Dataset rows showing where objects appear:

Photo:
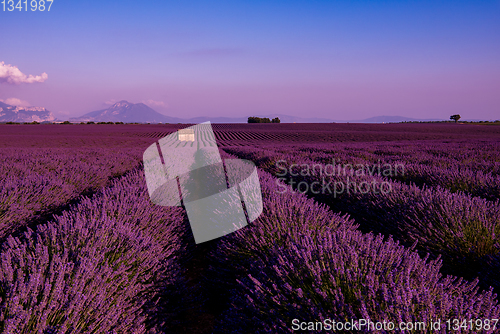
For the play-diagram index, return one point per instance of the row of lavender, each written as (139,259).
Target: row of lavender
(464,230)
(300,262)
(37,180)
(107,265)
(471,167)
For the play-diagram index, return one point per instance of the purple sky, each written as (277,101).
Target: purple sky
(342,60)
--
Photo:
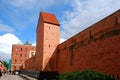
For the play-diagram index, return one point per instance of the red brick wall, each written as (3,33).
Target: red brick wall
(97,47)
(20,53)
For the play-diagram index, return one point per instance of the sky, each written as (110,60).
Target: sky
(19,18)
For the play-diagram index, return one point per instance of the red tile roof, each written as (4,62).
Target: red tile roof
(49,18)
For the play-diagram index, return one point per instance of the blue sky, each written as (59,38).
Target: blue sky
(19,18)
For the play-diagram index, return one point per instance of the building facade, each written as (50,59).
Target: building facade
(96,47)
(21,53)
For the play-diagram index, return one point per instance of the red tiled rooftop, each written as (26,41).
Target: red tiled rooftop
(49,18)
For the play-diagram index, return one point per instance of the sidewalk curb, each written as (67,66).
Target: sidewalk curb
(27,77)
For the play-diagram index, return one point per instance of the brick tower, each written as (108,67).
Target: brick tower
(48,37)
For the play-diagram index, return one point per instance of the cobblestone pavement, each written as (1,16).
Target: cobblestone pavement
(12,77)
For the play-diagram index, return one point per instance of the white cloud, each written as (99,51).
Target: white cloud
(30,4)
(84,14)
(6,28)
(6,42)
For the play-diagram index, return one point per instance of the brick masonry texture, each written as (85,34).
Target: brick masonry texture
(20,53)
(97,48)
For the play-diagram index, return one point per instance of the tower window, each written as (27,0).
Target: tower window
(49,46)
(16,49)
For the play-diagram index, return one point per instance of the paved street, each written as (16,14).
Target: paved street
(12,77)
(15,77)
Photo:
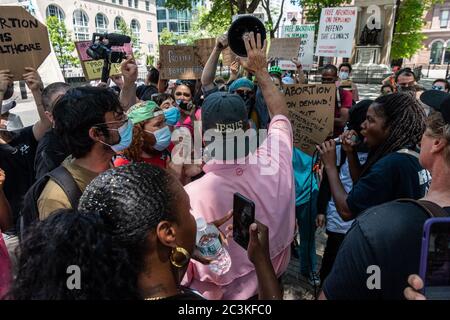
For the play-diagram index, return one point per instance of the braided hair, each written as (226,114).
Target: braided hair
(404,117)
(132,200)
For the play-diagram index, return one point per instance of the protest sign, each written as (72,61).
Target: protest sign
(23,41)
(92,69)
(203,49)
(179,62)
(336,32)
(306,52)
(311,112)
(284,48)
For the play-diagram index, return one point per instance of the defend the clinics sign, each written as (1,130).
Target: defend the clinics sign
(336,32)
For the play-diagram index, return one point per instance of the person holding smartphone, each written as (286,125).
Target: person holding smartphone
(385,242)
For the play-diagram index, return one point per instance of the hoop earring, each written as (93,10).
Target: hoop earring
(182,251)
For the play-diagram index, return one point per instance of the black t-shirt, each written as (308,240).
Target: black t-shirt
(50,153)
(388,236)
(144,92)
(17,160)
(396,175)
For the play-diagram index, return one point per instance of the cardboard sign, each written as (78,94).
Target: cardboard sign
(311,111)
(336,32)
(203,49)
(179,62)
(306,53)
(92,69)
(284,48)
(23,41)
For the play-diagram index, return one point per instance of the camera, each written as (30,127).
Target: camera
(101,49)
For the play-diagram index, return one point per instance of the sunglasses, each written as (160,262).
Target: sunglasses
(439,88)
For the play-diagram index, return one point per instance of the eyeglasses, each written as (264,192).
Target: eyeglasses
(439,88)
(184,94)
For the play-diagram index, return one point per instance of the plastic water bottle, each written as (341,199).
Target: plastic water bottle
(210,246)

◆ **To be done**
Pull out every line in the items above that contains the word "wall", copying each one in full.

◆ **Exercise answer**
For the play-diagram index, return one point per instance of the red brick wall, each written as (3,33).
Target: red brick wall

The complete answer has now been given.